[Selected excerpt — start]

The American Brain Tumor Association was founded in 1973 by two mothers, Susan Netchin Kramer and Linda Gene Goldstein, who both had young daughters with brain tumors.

In 1972, Susan was a busy young mother with two preschool daughters. However, in March, her life changed forever when she learned that her 4-year-old daughter Stephanie had a brain tumor.

“We could not have asked for more in a child. She promised so much; so bright, caring, loving, and remarkably beautiful,” Susan said. “The doctors’ diagnosis told us that Stephanie’s promise would never be fulfilled. No, not Stephanie Not my child. Such things happen to other people. But, truth to tell, we are other people.”

Linda’s daughter Micki Rae Shanoff was a typical 6-year-old girl. She loved warm jammies, frilly dresses, going to Sunday lunch with her dad, and anything that was purple.

“How lucky and honored I was to be her mother,” Linda said. “Our all-American girl never realized how wonderful or beautiful she was.”

One day in August of 1972, Micki Rae didn’t feel well. She crawled into Linda’s bed and said she was seeing two of everything. The doctor’s performed exploratory surgery and found that Micki Rae had a glioblastoma multiforme of the pons and predicted she had only four to six months to live.

After four and a half months in the hospital, Micki Rae went into remission for two weeks. She came home from the hospital and immediately ran out to play with the neighborhood kids. She even went to first grade for a week. But on January 8, 1973, Micki Rae passed away.

Susan reached out to Linda and asked if she would be interested in starting a foundation, in memory of Micki Rae, to raise funds for brain tumor research, which at the time had little funding. Susan and Linda learned that far more was needed than just money: support, information, and answers to questions like where to go, what to do, who to see, and how to cope.

They began planning in January 1973, contacting family, friends, associates, and doctors to gain support and learn more. In April 1973, Susan and Linda held the foundation’s first informational meeting and were heartened and encouraged by the wonderful outcome.

[Selected excerpt — finish]
[Data for review — start]

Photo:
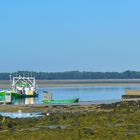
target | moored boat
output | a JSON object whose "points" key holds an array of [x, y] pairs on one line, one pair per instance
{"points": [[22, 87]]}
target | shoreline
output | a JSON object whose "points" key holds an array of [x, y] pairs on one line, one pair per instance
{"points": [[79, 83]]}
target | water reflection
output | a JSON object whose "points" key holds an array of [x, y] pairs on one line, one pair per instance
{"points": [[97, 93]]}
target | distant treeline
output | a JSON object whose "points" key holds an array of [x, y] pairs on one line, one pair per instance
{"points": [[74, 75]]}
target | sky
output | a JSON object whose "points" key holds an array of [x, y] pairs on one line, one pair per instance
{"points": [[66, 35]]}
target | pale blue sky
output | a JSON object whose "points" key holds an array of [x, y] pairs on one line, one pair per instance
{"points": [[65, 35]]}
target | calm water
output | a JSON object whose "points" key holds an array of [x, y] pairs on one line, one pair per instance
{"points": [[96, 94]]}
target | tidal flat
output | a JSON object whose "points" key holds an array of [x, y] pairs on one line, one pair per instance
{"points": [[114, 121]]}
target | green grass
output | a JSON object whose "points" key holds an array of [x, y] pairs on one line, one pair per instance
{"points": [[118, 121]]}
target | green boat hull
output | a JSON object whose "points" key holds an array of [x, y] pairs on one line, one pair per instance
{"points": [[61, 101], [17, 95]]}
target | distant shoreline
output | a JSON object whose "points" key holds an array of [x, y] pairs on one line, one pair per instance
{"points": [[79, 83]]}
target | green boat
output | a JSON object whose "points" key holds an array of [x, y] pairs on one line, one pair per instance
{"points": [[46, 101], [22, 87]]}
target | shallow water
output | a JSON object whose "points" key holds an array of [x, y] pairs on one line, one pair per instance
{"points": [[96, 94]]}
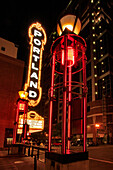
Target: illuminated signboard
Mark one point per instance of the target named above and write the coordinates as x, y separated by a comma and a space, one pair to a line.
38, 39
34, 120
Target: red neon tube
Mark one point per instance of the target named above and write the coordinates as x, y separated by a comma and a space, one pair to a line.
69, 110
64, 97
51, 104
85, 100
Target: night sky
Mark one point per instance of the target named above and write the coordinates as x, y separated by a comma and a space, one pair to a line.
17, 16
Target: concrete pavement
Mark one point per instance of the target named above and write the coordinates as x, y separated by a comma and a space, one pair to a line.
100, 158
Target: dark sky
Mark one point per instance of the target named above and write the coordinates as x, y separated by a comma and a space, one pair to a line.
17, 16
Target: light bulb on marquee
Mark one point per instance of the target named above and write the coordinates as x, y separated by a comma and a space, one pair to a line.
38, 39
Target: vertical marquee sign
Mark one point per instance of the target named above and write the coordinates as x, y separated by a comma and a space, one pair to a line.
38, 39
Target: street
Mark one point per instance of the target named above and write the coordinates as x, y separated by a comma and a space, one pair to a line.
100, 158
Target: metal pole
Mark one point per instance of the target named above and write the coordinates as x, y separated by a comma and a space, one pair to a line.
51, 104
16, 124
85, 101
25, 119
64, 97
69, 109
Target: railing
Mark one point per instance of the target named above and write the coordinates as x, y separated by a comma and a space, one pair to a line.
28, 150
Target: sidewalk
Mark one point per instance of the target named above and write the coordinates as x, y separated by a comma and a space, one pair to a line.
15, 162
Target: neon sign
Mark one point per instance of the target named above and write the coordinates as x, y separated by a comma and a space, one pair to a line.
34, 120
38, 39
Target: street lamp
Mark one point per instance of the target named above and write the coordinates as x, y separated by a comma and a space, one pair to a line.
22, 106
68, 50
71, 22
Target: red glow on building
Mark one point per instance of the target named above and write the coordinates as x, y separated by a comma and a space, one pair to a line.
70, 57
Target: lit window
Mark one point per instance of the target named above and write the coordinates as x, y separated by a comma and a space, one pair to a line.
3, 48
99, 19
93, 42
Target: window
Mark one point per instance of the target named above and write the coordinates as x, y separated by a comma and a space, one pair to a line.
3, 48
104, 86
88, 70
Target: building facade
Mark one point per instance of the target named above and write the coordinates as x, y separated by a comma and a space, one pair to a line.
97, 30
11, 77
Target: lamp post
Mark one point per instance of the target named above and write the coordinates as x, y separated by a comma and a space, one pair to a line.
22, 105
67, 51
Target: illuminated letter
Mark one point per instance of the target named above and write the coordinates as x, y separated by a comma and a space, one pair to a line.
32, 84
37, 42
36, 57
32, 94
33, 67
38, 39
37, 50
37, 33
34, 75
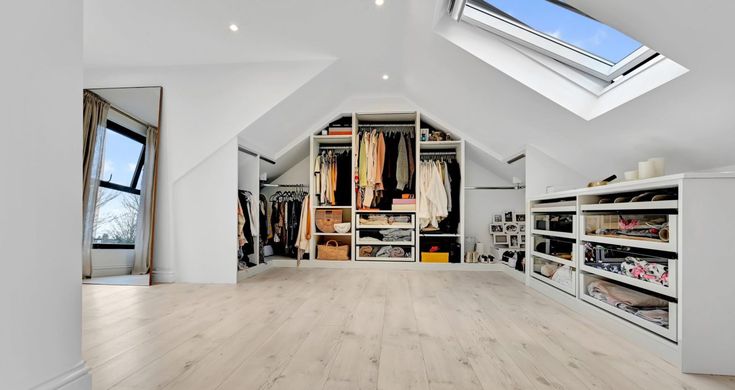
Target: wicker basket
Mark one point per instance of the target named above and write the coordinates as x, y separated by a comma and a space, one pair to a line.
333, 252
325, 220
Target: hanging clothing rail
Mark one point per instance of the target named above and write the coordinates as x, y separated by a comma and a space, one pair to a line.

[Data for review — finish]

■ Work request
Pull out everything from "The American Brain" down to "a brain tumor." from the history of the American Brain Tumor Association, word for word.

■ The answer
The American Brain Tumor Association was founded in 1973 by two mothers, Susan Netchin Kramer and Linda Gene Goldstein, who both had young daughters with brain tumors.

In 1972, Susan was a busy young mother with two preschool daughters. However, in March, her life changed forever when she learned that her 4-year-old daughter Stephanie had a brain tumor.